# Fragmento propuesto

El paisaje sonoro de la psicodelia incluyó temas tan variados como «Heart Full of Soul» (1965), de los Yardbirds, «Tomorrow Never Knows» (1966), de los Beatles, «I Know There’s an Answer» (1966), de los Beach Boys, «Break On Through (To The Other Side)» (1967), de los Doors, «Legend of a Mind» (1968), de los Moody Blues, y «The Seeker» (1970), de los Who. Los márgenes de esta categoría musical se ensancharon aún más en 1967 con «Strawberry Fields Forever», un tema pastoral de los Beatles donde el teclado del mellotron añadió sonidos mesmerizantes a este cajón de sastre musical, en el que ya convivían el sitar indio, el clavicordio y la guitarra con efecto de distorsión fuzz.

«Todos felices y volando en ácido, mientras aullaban los discos de rock-and-roll»

Tom Wolfe

De otra canción psicodélica, «In-A-Gadda-Da-Vida» (1968), de Iron Butterfly, no tardó en brotar un nuevo estilo de rock ácido que, en lo sucesivo, abrazaron con orgullo Led Zeppelin y Pink Floyd. En paralelo, el coruñés Víctor Moscoso, afincado en San Francisco, llevó la psicodelia al mundo del arte, azuzando la fantasía de una legión de historietistas y diseñadores gráficos. Libros como Dune (1965), de Frank Herbert, surgieron en esa atmósfera química.

Entre los inquilinos de las comunas de Haight-Ashbury, había otro personaje surrealista: el autor de Alguien voló sobre el nido del cuco, Ken Kesey. Tras participar como voluntario en unos experimentos gubernamentales con psicotrópicos, Kesey reunió a un puñado de amigos, conocidos como los Merry Pranksters (los Alegres Pillastres). Durante el verano de 1964, se embarcó junto a ellos en un autobús escolar pintado de colores. ¿Su intención? Repartir LSD por todo el país, organizar fiestas y entrar en un estado de conciencia desconocido, que colisionaba con los valores tradicionales. Tom Wolfe relata sus hazañas en Ponche de ácido lisérgico: «Todos felices y volando en ácido, mientras aullaban los discos de rock-and-roll».

# Descripción de la tarea
Escribe la continuación del fragmento sobre la psicodelia a partir de su última oración. Las filas que aparecen a continuación son un material independiente del fragmento.

# Datos de origen

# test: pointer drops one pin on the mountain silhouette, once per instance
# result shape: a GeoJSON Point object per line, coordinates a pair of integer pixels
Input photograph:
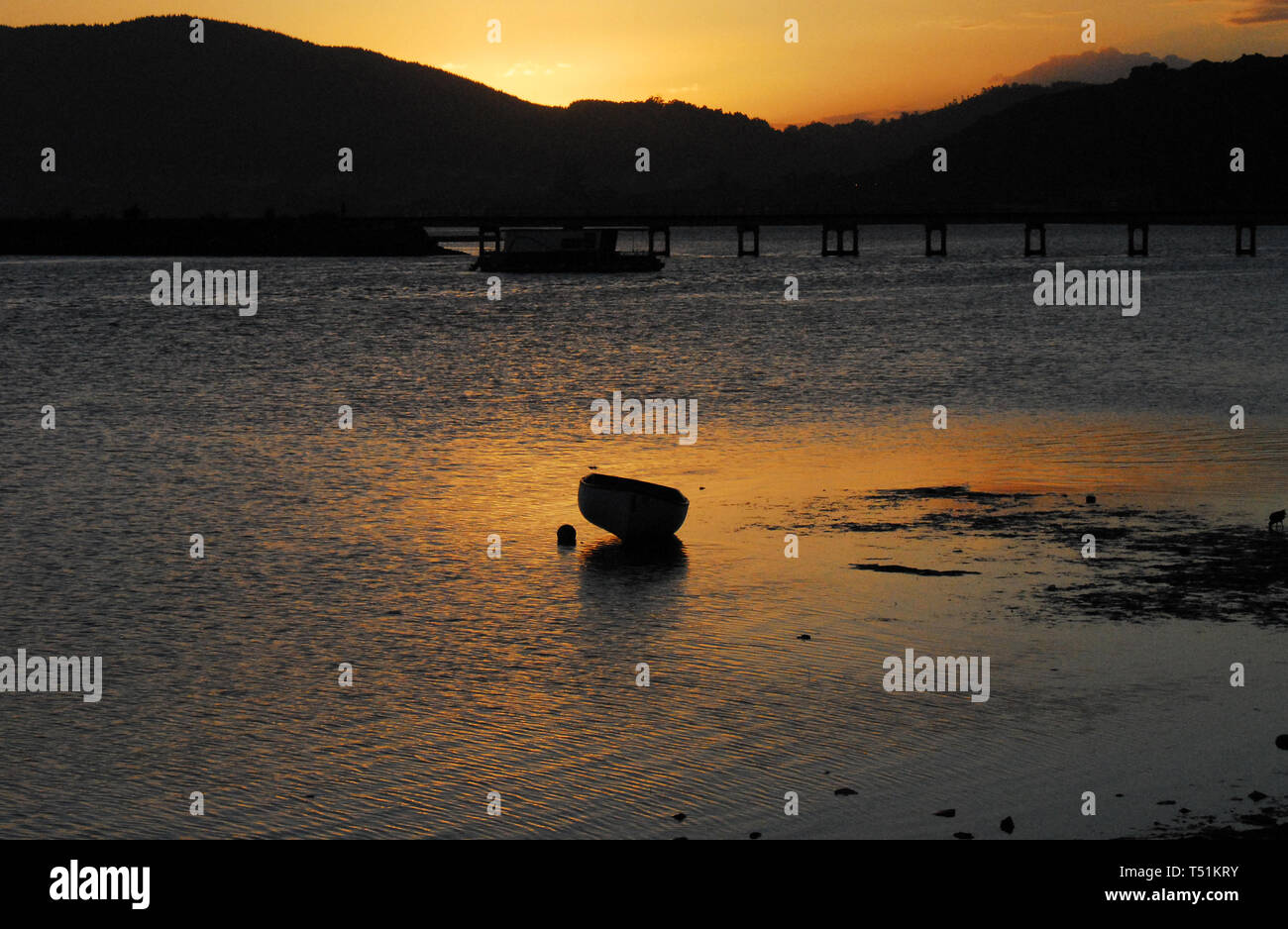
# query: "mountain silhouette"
{"type": "Point", "coordinates": [250, 123]}
{"type": "Point", "coordinates": [1100, 65]}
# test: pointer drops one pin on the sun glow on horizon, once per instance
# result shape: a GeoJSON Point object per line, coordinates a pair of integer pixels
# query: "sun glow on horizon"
{"type": "Point", "coordinates": [730, 54]}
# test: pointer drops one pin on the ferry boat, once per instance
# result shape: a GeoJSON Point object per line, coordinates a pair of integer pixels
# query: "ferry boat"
{"type": "Point", "coordinates": [567, 250]}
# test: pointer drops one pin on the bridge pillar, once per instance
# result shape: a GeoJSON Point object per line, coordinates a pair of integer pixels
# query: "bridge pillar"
{"type": "Point", "coordinates": [666, 240]}
{"type": "Point", "coordinates": [840, 229]}
{"type": "Point", "coordinates": [931, 249]}
{"type": "Point", "coordinates": [1029, 249]}
{"type": "Point", "coordinates": [1250, 249]}
{"type": "Point", "coordinates": [1132, 249]}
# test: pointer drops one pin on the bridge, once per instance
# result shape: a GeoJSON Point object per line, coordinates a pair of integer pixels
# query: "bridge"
{"type": "Point", "coordinates": [840, 231]}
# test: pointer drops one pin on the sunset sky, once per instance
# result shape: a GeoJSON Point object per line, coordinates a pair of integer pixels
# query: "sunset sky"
{"type": "Point", "coordinates": [854, 55]}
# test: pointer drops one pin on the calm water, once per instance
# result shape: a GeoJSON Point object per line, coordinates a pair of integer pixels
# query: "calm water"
{"type": "Point", "coordinates": [518, 674]}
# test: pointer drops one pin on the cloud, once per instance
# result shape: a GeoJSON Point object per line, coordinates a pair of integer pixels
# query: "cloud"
{"type": "Point", "coordinates": [1260, 13]}
{"type": "Point", "coordinates": [1091, 67]}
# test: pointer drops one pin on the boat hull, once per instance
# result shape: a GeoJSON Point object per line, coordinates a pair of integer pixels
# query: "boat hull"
{"type": "Point", "coordinates": [632, 511]}
{"type": "Point", "coordinates": [565, 262]}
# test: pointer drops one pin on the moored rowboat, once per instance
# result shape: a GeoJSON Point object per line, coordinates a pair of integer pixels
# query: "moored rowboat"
{"type": "Point", "coordinates": [631, 510]}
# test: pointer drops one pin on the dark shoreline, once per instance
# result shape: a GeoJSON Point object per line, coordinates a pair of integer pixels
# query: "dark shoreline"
{"type": "Point", "coordinates": [291, 236]}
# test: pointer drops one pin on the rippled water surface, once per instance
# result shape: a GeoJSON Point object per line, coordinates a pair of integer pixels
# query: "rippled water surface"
{"type": "Point", "coordinates": [518, 674]}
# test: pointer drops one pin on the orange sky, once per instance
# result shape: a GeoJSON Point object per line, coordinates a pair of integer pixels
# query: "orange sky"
{"type": "Point", "coordinates": [853, 56]}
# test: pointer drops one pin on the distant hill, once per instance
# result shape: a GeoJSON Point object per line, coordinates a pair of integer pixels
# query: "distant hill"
{"type": "Point", "coordinates": [250, 123]}
{"type": "Point", "coordinates": [1100, 65]}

# Respuesta
Este desfase generacional no es muy distinto del que transmite Hunter S. Thompson en Miedo y asco en Las Vegas, el relato de otro viaje con las pupilas dilatadas y una maleta llena de alucinógenos. «A veces», escribe Thompson, «cuando la vida se te va complicando y las hienas te rodean, la única salida es atiborrarse de atroces productos químicos y después conducir como un hijo de puta desde Hollywood hasta Las Vegas. Para relajarse, por así decirlo, en el útero del sol del desierto».

Se puede documentar el año en que el paisaje psicodélico comenzó a nublarse: 1968. A partir de esa fecha, Syd Barrett, el líder de Pink Floyd, empezó a manifestar los síntomas del abuso de LSD: depresión, alucinaciones y episodios de catatonia y amnesia. A veces, mientras el grupo actuaba, él repetía el mismo acorde sin parar, o deambulaba enfrascado en sus fantasías, como si fuera el último hombre sobre la Tierra. El declive de Barrett coincidió con la aprobación de normativas cada vez más duras entre 1965 y 1973. Que prohibieran el uso libre de ácido hizo que las alucinaciones cósmicas fuesen, poco a poco, menos accesibles y genuinas. Pero lo que hizo estallar del todo aquella burbuja fue una nueva moda: la música disco. Cuando el funk empezó a llenar las pistas durante noches interminables, los viajes lisérgicos ya no resultaban tan tentadores como la cocaína.

 
‘La montaña sagrada’ (1973), de Alejandro Jodorowsky. | ABCKO Films

«Casi todas las drogas psicodélicas están tan pasadas de moda que ya no merecen la pena desde un punto de vista económico», confesaba Hunter S. Thompson en 1978. «Mira lo que le pasó a Tim Leary. La marea subió y bajó… y él se fue con la marea».

Sin embargo, el legado de la psicodelia aún es amplio. Y no solo en el terreno cultural. Hay motivos para creer que la premisa de fundar colonias de soñadores, lejos de la sociedad establecida, prosperó más allá del Verano del Amor. Esta idea, escribe Nicholas Carr en La pesadilla tecnológica (2016), «despojada de sus orígenes psicodélicos, se ha convertido hoy en un pilar básico del utopismo de Silicon Valley». Con conocimiento de primera mano, Carr sabe que las microdosis de LSD y los ideales hippies son indisociables de figuras como Steve Jobs. «El autobús de Kesey encontró su final en algún lugar de México», escribe, «su alegórico motor se fundió. Pero el autobús de Google continúa haciendo su recorrido entre la Ciudad y el Valle, en un bucle infinito de infinitas posibilidades».